_Prompt_
Say how many lines below have "instance" in them, giving the number alone.
====== Input for this task ======
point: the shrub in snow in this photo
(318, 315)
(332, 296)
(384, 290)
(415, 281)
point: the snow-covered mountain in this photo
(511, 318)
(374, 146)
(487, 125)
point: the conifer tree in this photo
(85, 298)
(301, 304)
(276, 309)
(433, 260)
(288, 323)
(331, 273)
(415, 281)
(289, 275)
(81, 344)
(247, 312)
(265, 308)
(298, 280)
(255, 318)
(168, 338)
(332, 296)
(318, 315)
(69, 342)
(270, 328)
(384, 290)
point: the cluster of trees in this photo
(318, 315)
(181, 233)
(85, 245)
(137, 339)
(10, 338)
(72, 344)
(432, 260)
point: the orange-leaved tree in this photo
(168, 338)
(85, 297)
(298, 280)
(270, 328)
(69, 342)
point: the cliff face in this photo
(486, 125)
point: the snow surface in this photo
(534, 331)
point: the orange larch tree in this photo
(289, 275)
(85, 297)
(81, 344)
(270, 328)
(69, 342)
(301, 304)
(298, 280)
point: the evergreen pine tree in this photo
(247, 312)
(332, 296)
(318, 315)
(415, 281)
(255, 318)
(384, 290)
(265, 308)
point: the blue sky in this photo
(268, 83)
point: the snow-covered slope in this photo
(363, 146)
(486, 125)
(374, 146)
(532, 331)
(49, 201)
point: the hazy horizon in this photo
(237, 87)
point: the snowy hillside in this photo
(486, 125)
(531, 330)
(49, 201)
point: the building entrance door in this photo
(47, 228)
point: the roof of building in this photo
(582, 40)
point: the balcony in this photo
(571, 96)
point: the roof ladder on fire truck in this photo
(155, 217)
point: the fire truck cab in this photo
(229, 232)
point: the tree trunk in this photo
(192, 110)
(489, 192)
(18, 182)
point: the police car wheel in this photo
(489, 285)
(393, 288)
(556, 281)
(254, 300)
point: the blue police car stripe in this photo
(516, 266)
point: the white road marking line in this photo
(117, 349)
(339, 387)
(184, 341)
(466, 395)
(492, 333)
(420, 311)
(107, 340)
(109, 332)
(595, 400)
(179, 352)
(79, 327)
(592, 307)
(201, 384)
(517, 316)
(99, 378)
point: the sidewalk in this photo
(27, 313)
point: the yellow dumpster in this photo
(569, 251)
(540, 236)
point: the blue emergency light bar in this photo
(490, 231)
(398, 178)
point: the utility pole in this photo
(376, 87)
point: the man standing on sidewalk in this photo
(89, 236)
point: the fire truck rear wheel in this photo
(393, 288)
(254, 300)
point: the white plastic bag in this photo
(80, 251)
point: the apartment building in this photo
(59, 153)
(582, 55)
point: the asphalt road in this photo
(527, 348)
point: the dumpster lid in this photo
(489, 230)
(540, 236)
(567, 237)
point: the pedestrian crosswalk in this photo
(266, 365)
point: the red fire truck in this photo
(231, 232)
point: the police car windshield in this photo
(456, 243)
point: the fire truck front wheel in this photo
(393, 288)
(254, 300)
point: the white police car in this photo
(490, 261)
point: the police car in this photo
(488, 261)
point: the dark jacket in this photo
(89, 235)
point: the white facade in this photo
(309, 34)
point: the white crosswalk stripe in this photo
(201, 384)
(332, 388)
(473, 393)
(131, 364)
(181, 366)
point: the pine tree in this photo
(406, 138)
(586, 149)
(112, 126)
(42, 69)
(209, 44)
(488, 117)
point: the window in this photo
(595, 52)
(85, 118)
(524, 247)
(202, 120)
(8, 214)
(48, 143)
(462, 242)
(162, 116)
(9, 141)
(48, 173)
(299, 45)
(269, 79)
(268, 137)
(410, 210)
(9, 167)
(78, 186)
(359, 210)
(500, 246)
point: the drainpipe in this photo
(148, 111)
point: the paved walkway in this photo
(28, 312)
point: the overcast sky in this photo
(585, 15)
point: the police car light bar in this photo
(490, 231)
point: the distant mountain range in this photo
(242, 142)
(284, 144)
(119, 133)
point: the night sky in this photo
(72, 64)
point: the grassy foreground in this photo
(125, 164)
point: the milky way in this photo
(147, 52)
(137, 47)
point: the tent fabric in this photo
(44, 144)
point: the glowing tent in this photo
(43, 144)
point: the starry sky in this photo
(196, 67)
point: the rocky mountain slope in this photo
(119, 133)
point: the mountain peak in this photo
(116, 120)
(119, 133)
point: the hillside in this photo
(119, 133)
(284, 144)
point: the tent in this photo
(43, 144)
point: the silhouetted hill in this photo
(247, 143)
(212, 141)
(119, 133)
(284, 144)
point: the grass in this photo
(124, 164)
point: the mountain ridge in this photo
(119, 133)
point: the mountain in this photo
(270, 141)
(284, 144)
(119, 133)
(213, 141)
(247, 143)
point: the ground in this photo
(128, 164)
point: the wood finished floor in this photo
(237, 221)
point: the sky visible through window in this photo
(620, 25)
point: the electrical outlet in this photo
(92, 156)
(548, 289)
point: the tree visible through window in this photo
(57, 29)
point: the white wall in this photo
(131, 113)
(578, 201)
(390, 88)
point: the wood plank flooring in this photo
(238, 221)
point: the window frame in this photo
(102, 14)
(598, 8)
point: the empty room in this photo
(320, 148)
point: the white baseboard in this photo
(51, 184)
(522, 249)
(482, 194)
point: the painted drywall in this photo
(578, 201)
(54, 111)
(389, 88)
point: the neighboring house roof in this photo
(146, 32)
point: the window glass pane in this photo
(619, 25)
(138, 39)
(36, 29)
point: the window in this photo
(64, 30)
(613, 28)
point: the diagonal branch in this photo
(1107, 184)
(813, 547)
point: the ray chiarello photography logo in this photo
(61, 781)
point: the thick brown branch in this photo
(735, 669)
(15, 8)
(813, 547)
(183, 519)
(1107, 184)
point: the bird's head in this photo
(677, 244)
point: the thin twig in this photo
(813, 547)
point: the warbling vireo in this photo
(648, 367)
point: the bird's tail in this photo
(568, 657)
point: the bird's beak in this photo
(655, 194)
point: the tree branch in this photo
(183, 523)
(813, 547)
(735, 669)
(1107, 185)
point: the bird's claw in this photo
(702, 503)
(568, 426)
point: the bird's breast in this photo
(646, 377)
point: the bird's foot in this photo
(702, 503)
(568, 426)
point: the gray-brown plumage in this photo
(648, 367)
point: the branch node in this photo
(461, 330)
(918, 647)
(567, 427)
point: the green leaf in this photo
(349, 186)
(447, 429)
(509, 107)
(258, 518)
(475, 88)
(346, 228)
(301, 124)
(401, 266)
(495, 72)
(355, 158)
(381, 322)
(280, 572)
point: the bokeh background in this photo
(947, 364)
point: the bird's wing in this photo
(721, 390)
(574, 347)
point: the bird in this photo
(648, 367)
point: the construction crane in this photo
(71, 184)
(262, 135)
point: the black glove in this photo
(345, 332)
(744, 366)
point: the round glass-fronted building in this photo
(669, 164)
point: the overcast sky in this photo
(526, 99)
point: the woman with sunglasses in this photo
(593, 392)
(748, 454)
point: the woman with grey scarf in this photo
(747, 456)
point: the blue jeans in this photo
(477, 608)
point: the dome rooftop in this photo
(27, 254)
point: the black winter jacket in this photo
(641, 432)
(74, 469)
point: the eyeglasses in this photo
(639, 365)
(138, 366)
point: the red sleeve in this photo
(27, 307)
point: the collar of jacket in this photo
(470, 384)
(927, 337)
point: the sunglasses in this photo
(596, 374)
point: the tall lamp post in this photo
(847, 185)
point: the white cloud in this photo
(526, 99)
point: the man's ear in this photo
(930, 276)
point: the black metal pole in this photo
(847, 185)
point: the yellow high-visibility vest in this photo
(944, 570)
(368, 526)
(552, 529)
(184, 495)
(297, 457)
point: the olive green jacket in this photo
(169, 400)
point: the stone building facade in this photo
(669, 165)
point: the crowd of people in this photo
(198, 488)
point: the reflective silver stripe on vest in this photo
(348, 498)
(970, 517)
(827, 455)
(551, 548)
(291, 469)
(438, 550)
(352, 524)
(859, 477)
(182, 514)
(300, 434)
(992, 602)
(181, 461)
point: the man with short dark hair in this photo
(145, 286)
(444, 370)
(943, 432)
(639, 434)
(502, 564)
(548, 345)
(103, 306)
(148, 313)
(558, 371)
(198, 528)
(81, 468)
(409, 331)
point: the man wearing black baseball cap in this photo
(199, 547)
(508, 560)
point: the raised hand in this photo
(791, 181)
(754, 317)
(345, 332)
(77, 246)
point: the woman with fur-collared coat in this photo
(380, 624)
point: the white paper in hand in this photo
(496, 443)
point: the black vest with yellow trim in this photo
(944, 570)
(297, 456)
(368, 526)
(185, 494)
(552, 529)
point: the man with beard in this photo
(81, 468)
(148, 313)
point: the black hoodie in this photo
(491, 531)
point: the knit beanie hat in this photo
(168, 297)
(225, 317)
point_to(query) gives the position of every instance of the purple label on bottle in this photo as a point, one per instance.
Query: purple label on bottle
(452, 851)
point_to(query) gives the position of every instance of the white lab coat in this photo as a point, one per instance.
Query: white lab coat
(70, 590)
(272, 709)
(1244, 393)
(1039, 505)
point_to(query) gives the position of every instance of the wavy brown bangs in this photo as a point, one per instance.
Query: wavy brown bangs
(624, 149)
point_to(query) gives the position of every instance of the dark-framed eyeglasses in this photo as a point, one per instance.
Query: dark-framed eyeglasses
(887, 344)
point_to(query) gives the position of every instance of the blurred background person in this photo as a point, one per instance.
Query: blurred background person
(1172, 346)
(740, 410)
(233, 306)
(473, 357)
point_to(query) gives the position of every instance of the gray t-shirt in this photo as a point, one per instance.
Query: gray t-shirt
======
_Result of this exercise_
6